- [Problem set]:
1 – According to the article on the world's oldest color, how were researchers able to quantify the abundance of different phototrophs? Answer in one to three sentences.
2 – Transcribe the passage of the article on the oldest pink pigment, starting at "The pigments were" and ending at "source on Earth.".
3 – Continue the article about the billion-year-old pink pigments from where it stops.

---- Provided text

The world's oldest color is bright pink, according to scientists at Australia National University who found the pigments in rock estimated to be 1.1 billion years old found deep beneath the Sahara desert in Africa, according to a university statement released Tuesday.
The pigments were taken from marine black shales of the Taoudeni Basin in Mauritania, West Africa, the Australian researchers said. ANU Research School of Earth Sciences professor Nur Gueneli said in the statement that the color is more than a half-billion years older than the previous pigment discovery.
"The bright pink pigments are the molecular fossils of chlorophyll that were produced by ancient photosynthetic organisms inhabiting an ancient ocean that has long since vanished," Gueneli said in the ANU statement.
The scientists' work is detailed in the journal Proceedings of the National Academy of Sciences. The features found in the billion-year-old rock gave sciences clues to not only color and the limitations of an abundant food source on Earth.
"Through the discovery of molecular fossils of the photopigment chlorophyll in 1.1-billion-year-old marine sedimentary rocks, we were able to quantify the abundance of different phototrophs," the PNAS study stated.

--------
---- Source material

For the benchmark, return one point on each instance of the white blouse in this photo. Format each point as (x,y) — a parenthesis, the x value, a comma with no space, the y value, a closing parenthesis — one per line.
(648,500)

--------

- [Answers below]:
1 – They discovered molecular fossils of the photopigment chlorophyll in 1.1-billion-year-old marine sedimentary rocks. That discovery let them quantify the abundance of different phototrophs.

2 –
The pigments were taken from marine black shales of the Taoudeni Basin in Mauritania, West Africa, the Australian researchers said. ANU Research School of Earth Sciences professor Nur Gueneli said in the statement that the color is more than a half-billion years older than the previous pigment discovery.
"The bright pink pigments are the molecular fossils of chlorophyll that were produced by ancient photosynthetic organisms inhabiting an ancient ocean that has long since vanished," Gueneli said in the ANU statement.
The scientists' work is detailed in the journal Proceedings of the National Academy of Sciences. The features found in the billion-year-old rock gave sciences clues to not only color and the limitations of an abundant food source on Earth.

3 –
"The nitrogen isotopic values of the fossil pigments showed that the oceans were dominated by cyanobacteria, while larger planktonic algae were scarce. This supports the hypothesis that small cells at the base of the food chain limited the flow of energy to higher trophic levels, potentially retarding the emergence of large and complex life," the study continued.
ANU researchers, where were joined by scientists in the United States and Japan, said that the spread of algae eventually helped jumpstart the expansion of life on the planet.
"Algae, although still microscopic, are a thousand times larger in volume than cyanobacteria, and are a much richer food source," Jochen Brocks, from the ANU Research School of Earth Sciences, said in the university's statement.
"The cyanobacterial oceans started to vanish about 650 million years ago, when algae began to rapidly spread to provide the burst of energy needed for the evolution of complex ecosystems, where large animals, including humans, could thrive on Earth," he continued.